*EXTRAIT DE PAGE*:
Dans le dispositif de son jugement, le Tribunal reprend in extenso les diverses condamnations de la société SAUR mais prononce également le rejet « des autres demandes ». Le Tribunal vise ici, sans la citer, le rejet de la demande d’interdiction sous astreinte de procéder pour l’avenir à des mesures de réduction de débit en cas d’impayés, formulée par Mme Y, la Fondation FRANCE LIBERTES et La Coordination EAU-ILE-DE-FRANCE à l’encontre de la société SAUR.
Ce jugement, ainsi que celui du Tribunal de Lens, comportent plusieurs enseignements, certains n’appellent pas de précisions particulières, d’autres méritent davantage l’attention.
Si la condamnation des distributeurs d’eau ayant réduit le débit de celle-ci est désormais classique en jurisprudence[4], ce jugement – comme celui du Tribunal de Lens – est en effet intéressant pour plusieurs autres raisons.
D’abord car ces jugement révèlent une nouvelle stratégie des fournisseurs d’eau qui ne contestent plus l’illicéité des mesures de réduction d’eau…qu’ils pratiquent pourtant eux-mêmes ! Rappelons seulement à ce sujet que, dans ses conclusions, la SAUR « ne [contestait] pas qu’à ce jour, l’article L 115-3 du Code de l’action sociale et des familles interdisant les interruptions de fourniture d’eau potable en cas d’impayés pour les résidences principales [soit] également applicable aux mesures de réduction de débit ; ». Le Tribunal de Nanterre rappelait d’ailleurs lui-même qu’ « Il n’est pas contesté que les dispositions de l’article L 115-3 du Code de l’action sociale et des familles interdisent au distributeur la réduction du débit d’alimentation en eau pour les résidences principales ». Le Tribunal voyait d’ailleurs implicitement la preuve de cette non contestation dans le fait que « Le débit d’alimentation en eau du domicile de Mme Y [avait] été rétabli avant l’audience ».

*DONNÉES FOURNIES*:
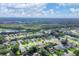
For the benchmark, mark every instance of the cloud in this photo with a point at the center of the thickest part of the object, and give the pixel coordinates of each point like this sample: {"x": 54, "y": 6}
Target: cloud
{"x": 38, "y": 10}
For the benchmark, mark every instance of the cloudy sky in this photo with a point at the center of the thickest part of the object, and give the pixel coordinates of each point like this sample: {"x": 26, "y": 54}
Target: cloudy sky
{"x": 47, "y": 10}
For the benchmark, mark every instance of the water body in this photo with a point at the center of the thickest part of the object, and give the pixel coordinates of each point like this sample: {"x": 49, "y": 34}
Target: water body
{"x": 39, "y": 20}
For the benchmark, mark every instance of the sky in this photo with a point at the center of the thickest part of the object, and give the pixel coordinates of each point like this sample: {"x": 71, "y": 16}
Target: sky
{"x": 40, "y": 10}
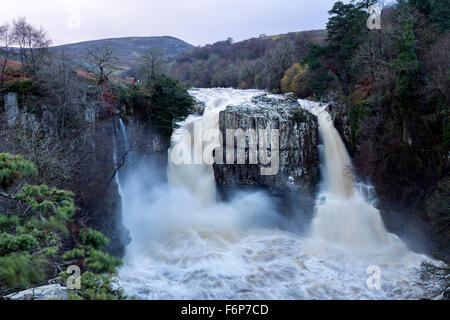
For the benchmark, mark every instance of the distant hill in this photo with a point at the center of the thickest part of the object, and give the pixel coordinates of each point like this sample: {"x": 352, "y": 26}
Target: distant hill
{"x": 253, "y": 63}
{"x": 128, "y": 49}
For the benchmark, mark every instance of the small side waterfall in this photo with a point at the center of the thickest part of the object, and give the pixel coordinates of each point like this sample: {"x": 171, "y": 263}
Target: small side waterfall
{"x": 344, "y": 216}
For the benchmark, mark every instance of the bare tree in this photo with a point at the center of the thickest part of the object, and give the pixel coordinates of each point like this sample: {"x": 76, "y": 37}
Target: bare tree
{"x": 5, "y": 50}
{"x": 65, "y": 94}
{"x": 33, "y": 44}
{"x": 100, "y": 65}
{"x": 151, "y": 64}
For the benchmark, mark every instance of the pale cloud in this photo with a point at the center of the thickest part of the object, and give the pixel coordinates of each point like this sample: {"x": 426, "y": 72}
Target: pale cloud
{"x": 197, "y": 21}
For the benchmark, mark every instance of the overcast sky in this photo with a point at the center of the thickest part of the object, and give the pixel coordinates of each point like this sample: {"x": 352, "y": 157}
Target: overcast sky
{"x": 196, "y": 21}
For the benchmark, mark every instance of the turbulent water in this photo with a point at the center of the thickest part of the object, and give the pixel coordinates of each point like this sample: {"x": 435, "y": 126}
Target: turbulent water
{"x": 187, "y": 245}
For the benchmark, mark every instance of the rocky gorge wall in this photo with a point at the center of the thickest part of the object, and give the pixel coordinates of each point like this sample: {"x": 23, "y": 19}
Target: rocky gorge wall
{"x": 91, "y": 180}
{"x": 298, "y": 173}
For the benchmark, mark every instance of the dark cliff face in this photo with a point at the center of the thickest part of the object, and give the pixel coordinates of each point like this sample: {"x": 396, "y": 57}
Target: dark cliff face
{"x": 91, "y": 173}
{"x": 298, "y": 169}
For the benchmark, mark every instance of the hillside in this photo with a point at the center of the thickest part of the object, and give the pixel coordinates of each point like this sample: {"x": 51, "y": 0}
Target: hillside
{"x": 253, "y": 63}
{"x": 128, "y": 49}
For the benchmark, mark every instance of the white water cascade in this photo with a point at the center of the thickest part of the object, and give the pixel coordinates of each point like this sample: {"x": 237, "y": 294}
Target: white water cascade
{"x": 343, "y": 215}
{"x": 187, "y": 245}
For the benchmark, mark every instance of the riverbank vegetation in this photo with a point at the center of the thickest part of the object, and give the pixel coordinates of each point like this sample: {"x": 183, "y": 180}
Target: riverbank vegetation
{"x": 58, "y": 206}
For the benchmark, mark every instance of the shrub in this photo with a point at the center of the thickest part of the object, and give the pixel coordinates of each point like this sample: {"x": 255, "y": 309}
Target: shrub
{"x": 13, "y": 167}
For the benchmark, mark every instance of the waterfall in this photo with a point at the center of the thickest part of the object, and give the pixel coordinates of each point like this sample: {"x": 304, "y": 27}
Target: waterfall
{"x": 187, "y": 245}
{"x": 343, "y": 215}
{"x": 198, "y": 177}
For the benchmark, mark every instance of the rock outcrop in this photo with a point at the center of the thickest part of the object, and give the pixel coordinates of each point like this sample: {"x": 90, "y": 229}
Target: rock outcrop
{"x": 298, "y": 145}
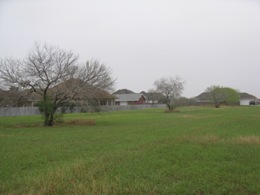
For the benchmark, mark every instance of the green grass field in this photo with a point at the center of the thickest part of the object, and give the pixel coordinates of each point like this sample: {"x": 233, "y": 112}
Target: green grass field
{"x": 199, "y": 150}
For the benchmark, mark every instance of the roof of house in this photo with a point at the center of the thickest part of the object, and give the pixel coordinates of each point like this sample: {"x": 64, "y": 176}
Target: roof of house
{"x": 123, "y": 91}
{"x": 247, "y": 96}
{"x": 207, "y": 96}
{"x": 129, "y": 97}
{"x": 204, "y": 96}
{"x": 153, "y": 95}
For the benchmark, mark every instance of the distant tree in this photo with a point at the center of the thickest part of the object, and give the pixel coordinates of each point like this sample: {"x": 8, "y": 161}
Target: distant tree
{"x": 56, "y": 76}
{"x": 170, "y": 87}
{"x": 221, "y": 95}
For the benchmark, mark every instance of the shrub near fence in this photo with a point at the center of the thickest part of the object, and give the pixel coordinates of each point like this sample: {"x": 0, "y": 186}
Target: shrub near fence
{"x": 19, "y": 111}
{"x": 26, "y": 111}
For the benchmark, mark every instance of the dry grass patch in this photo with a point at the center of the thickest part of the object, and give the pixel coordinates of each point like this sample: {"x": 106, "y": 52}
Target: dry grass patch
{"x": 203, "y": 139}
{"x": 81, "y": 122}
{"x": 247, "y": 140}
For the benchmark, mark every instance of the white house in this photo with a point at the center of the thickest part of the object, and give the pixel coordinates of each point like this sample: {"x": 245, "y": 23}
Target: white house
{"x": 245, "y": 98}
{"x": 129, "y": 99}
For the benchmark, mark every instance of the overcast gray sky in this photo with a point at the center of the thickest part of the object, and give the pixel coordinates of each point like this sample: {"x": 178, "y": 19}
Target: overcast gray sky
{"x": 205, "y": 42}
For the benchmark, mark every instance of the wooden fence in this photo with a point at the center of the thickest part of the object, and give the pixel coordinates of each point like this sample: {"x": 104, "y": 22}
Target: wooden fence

*CONSIGNE*: Pouvez-vous citer textuellement, dans l'extrait ci-dessus sur la réduction du débit d'eau, le passage allant de « Dans le dispositif » jusqu'à « méritent davantage l’attention. » ?

*RÉPONSE ATTENDUE*:
Dans le dispositif de son jugement, le Tribunal reprend in extenso les diverses condamnations de la société SAUR mais prononce également le rejet « des autres demandes ». Le Tribunal vise ici, sans la citer, le rejet de la demande d’interdiction sous astreinte de procéder pour l’avenir à des mesures de réduction de débit en cas d’impayés, formulée par Mme Y, la Fondation FRANCE LIBERTES et La Coordination EAU-ILE-DE-FRANCE à l’encontre de la société SAUR.
Ce jugement, ainsi que celui du Tribunal de Lens, comportent plusieurs enseignements, certains n’appellent pas de précisions particulières, d’autres méritent davantage l’attention.